PROBLEM REQUIREMENTS: All entries shown below should be duplicated character for character.

MATERIAL FOR THIS EXERCISE:
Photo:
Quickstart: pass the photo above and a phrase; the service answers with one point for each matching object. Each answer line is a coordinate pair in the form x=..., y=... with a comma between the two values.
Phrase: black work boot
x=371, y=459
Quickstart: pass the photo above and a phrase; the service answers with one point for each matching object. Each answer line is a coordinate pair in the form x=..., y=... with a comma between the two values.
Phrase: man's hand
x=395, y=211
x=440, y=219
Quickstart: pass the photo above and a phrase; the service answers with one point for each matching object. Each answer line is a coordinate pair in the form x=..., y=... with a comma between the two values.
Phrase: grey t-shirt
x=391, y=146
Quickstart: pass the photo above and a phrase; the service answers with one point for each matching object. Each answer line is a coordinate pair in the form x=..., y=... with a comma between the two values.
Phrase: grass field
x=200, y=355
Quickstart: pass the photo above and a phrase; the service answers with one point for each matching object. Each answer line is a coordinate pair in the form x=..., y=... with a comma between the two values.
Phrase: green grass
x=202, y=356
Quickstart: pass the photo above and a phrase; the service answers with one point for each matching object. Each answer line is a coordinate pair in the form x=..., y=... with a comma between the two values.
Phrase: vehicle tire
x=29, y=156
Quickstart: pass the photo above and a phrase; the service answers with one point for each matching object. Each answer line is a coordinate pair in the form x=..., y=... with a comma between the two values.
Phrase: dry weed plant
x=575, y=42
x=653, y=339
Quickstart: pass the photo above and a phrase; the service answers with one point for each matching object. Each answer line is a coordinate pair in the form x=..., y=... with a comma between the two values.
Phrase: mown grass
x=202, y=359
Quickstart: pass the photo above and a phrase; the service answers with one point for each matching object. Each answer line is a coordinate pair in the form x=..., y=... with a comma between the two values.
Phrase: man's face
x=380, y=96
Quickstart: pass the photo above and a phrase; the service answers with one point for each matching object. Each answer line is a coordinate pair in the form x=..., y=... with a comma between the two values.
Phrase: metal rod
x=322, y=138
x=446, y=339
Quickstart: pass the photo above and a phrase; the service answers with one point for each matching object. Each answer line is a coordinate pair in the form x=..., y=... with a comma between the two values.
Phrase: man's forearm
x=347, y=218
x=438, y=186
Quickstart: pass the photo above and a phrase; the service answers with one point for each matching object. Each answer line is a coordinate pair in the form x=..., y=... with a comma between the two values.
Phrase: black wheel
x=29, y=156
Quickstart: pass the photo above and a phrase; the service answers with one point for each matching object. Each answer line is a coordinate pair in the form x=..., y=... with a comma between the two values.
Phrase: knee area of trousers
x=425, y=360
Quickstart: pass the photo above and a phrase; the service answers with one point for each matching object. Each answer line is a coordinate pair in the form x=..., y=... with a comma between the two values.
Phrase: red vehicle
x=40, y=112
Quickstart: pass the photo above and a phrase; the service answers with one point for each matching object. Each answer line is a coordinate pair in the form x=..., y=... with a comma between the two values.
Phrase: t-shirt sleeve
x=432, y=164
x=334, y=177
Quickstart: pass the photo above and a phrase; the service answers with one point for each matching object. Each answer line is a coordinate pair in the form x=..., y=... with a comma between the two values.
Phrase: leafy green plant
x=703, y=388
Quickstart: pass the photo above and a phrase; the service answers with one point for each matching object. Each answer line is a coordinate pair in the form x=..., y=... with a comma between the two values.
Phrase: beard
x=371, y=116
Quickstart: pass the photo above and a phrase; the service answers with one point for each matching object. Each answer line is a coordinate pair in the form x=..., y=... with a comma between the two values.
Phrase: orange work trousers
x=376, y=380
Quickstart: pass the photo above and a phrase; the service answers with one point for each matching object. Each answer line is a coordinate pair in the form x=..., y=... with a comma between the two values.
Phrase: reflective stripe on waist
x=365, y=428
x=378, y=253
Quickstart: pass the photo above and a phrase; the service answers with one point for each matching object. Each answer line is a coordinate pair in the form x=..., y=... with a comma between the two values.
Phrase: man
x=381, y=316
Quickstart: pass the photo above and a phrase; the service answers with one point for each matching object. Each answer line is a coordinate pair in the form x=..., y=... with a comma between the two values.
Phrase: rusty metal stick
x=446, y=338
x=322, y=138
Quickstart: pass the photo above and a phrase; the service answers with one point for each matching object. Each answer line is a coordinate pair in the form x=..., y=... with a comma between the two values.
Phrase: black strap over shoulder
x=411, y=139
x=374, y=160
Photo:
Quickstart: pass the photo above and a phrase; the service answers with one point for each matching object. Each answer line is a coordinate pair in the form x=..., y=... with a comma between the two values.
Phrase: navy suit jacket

ANSWER SPACE:
Photo:
Quickstart: pass the photo above and a phrase; the service answers with one point for each matching object. Each answer line is a coordinate pair in the form x=..., y=... with a comma between the two values.
Phrase: black work boot
x=371, y=459
Quickstart: pass the photo above and a phrase; the service answers with one point for each matching object. Each answer line is a coordinate pair in the form x=..., y=... with a comma between the two values.
Phrase: man's hand
x=395, y=211
x=440, y=219
Quickstart: pass the photo above and a phrase; the service answers with one point for each matching object. Each answer line is a coordinate pair in the form x=..., y=... with a comma between the two values.
Phrase: grey t-shirt
x=391, y=146
Quickstart: pass the photo above and a phrase; the service answers with one point for each matching object. Each answer line is a coordinate pair in the form x=..., y=... with a comma between the two values.
Phrase: grass field
x=200, y=355
Quickstart: pass the photo above and a phrase; the service answers with one point for each matching object. Each answer line is a coordinate pair in the form x=..., y=... with a comma between the two values.
Phrase: green grass
x=202, y=356
Quickstart: pass the photo above and a phrase; the service answers with one point for each matching object. Each answer line is a coordinate pair in the form x=..., y=... with a comma between the two values.
Phrase: vehicle tire
x=29, y=156
Quickstart: pass the photo above and a phrase; the service answers with one point for each matching object. Each answer line is a coordinate pair in the form x=..., y=... with a comma between the two values.
Phrase: dry weed plant
x=575, y=42
x=653, y=339
Quickstart: pass the photo above and a phrase; the service answers with one point for each matching object. Each answer line is a coordinate pair in the form x=..., y=... with a comma between the two values.
Phrase: mown grass
x=202, y=359
Quickstart: pass the photo above and a phrase; the service answers with one point for each matching object. Each answer line is a coordinate pair in the form x=..., y=... with a comma between the two values.
Phrase: man's face
x=380, y=96
Quickstart: pass the photo above and a phrase; the service answers with one point for each matching object. Each answer line is a coordinate pair in the form x=..., y=... with a comma between the two values.
Phrase: metal rod
x=322, y=138
x=446, y=339
Quickstart: pass the photo above and a phrase; the service answers with one point for each matching object. Each answer line is a coordinate pair in the form x=..., y=... with a comma between the two values.
Phrase: man's forearm
x=347, y=218
x=438, y=186
Quickstart: pass the photo above and a phrase; the service answers with one point for each matching object. Each answer line is a coordinate pair in the form x=..., y=... with a comma between the two values.
Phrase: black wheel
x=29, y=156
Quickstart: pass the photo above and a phrase; the service answers with one point for each matching object. Each answer line is a coordinate pair in the form x=..., y=... with a comma between the two values.
Phrase: knee area of trousers
x=425, y=360
Quickstart: pass the photo above and a phrase; the service answers with one point for each matching object. Each answer line is a coordinate pair in the form x=..., y=... with a comma between the two values.
Phrase: red vehicle
x=40, y=112
Quickstart: pass the photo above and a phrase; the service answers with one point for each matching object. Each answer line is a coordinate pair in the form x=..., y=... with a comma between the two values.
Phrase: t-shirt sleeve
x=432, y=164
x=334, y=177
Quickstart: pass the photo above and a phrase; the service answers with one point for each matching object. Each answer line is a coordinate pair in the form x=..., y=... with a comma between the two values.
Phrase: leafy green plant
x=703, y=388
Quickstart: pass the photo above and a phrase; the service answers with one point for each matching object. Each answer line is a coordinate pair in the form x=..., y=... with a comma between the two values.
Phrase: beard
x=371, y=116
Quickstart: pass the photo above and a phrase; the service answers with one point for each matching object. Each answer line is a coordinate pair in the form x=..., y=... with a comma between the two values.
Phrase: orange work trousers
x=376, y=380
Quickstart: pass the photo above and a phrase; the service answers with one point for each matching object. Each answer line is a coordinate pair in the form x=..., y=... with a comma between the two values.
Phrase: reflective stripe on waist
x=365, y=428
x=378, y=253
Quickstart: pass the photo above and a phrase; the service answers with one point for each matching object. Each answer line is a coordinate pair in the form x=..., y=... with a comma between the two values.
Phrase: man
x=381, y=316
Quickstart: pass the photo above and a phrase; the service answers with one point for each matching object. Each answer line is a coordinate pair in the form x=..., y=... with a comma between the two values.
Phrase: rusty metal stick
x=446, y=338
x=322, y=138
Quickstart: pass the photo above and a phrase; the service answers with one point for each matching object. Each answer line is a coordinate pair in the form x=..., y=... with a comma between the two values.
Phrase: black strap over shoulder
x=411, y=139
x=374, y=160
Photo:
Quickstart: pass the photo above and a phrase; the service answers with one point for each matching object. Each answer line is a coordinate pair in the form x=..., y=... with a comma between the two values.
Phrase: navy suit jacket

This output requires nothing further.